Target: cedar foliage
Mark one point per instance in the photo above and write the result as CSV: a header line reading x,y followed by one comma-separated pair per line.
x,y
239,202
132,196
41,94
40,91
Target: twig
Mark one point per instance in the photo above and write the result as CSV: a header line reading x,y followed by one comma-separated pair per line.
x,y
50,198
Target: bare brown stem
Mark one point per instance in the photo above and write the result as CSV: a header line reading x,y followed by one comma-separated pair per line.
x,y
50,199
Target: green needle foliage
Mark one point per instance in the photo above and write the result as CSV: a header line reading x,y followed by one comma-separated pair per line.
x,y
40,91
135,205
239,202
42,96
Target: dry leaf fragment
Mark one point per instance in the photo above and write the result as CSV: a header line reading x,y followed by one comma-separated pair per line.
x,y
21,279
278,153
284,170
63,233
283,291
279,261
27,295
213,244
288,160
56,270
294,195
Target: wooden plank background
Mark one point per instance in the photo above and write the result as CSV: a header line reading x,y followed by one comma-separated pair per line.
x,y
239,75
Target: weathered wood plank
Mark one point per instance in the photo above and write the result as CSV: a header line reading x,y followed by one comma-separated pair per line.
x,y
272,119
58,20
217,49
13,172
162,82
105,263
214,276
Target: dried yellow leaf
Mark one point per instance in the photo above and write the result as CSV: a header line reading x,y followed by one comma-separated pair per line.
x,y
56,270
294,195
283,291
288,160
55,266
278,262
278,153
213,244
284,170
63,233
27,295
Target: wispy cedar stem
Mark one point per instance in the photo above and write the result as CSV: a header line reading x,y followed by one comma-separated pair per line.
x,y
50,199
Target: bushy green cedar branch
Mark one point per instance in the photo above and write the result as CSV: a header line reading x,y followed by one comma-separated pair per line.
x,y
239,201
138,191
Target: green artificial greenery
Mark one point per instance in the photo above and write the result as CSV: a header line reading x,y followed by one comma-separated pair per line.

####

TASK REQUIREMENTS: Repeat only what runs from the line holding "Target: wooden plank background" to the end of the data, keeping every line exactly as written, first and last included.

TASK RESULT:
Target: wooden plank background
Mark one point per instance in the photo above and write the result as CSV: a header line reading x,y followed by one comma-separated pair per line.
x,y
239,75
Target: weathered wood plank
Mark one point per instance in the photo above and write the result as CSV: a header line reading x,y followed by one comma-separated pair per line.
x,y
272,119
58,20
217,49
13,172
162,82
105,263
214,276
Target: dried yellow leaf
Mark one point per instance in the photo above and write the result as CSV: a header line reading x,y followed by one comma-separated pair per line.
x,y
56,270
294,195
283,291
288,160
55,266
278,262
278,153
213,244
284,170
63,233
27,295
Target: wispy cedar stem
Mark one point per instance in the photo above and write the result as CSV: a header line reading x,y followed by one comma-separated pair per line.
x,y
50,199
Target: bushy green cedar branch
Mark one point per instance in the photo above and write the result as CSV: a header line reading x,y followed by one comma-separated pair per line.
x,y
239,201
138,191
Target: green artificial greenery
Mark one point per instance in the photo above and write the result as CSV: a header line reading x,y followed by one comma-separated pair per line.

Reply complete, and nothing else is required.